▶ **Problem description**
Rewrite the entries below, swapping every "indicate" for "mark" and leaving everything else unchanged.

▶ **Data supplied**
::::
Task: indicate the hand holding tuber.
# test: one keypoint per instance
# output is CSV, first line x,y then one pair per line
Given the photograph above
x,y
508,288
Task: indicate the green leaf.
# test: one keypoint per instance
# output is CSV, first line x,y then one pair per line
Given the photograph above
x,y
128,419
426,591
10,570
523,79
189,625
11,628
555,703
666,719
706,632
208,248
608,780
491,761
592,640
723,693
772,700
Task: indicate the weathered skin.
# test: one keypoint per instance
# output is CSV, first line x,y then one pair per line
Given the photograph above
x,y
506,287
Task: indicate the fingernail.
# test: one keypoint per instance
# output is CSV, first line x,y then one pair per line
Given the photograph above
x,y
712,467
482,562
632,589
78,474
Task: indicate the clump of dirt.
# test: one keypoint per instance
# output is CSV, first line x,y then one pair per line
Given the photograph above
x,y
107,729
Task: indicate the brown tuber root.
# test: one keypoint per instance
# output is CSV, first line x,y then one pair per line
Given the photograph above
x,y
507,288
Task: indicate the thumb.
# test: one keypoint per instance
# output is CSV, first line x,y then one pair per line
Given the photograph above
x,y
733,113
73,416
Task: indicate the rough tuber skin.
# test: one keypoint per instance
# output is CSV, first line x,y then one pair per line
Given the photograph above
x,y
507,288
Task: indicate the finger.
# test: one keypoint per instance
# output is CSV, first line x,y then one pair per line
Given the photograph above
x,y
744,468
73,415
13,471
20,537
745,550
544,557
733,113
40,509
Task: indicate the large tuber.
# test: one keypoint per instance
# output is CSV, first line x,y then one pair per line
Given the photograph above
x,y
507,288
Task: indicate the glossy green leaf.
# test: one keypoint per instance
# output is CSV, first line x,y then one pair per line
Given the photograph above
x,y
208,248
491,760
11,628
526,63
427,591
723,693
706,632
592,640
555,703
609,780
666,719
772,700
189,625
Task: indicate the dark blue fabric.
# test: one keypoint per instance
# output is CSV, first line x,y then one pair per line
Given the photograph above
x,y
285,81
::::
▶ **Response**
Task: mark the hand holding tuber.
# test: one keypoint per instance
# output is CSV, first line x,y then one pair per line
Given the photograph above
x,y
508,288
Task: mark the green leaf.
# test: one keypoint per instance
# output is CSV, first line x,y then one pair per line
Given the photograph above
x,y
128,419
426,591
10,570
523,79
189,625
11,628
555,703
666,719
706,632
208,248
608,780
491,761
592,640
723,693
772,700
Task: mark the weathered skin.
# test: one keypoint per instance
# output is CSV, first line x,y then one pair per line
Given the photograph above
x,y
506,287
Task: mark the fingernail.
# test: one keypoint per instance
# output is CSV, first line x,y then one pair per line
Given the photograph above
x,y
712,467
482,562
632,589
78,474
Task: mark the clump of dirt.
# test: one keypoint per instance
# output is CSV, first line x,y then one pair per line
Given the photograph above
x,y
107,729
Task: mark the brown tuber root.
# test: one keypoint per instance
# output is CSV, first line x,y then one pair per line
Given the photograph above
x,y
507,288
Task: mark the thumb.
# test: one keypoint per instance
# output is CSV, first line x,y then one pair per line
Given the photograph above
x,y
733,113
73,416
Task: mark the rough tuber skin.
# test: one keypoint per instance
# output is CSV, first line x,y then one pair per line
Given the photograph above
x,y
507,288
Task: mark the finger.
# test: one keypoint per instance
# output is CSV, first line x,y then one pair per line
Given the photograph above
x,y
744,468
73,415
13,471
20,537
745,550
544,557
733,113
40,509
Task: mark the large tuber.
# test: one keypoint per instance
# output is CSV, first line x,y then one pair per line
Given the photograph above
x,y
507,288
Task: mark the glossy green leaf.
# test: one keypoint per instance
# output is CSV, first line x,y then one pair per line
Given the photograph above
x,y
208,248
491,760
11,628
526,63
427,591
723,693
706,632
592,640
555,703
609,780
666,719
772,700
189,625
Task: mark the dark blue fabric.
# test: one keypoint per instance
# output is CSV, first line x,y then one pair per line
Given the photograph above
x,y
285,81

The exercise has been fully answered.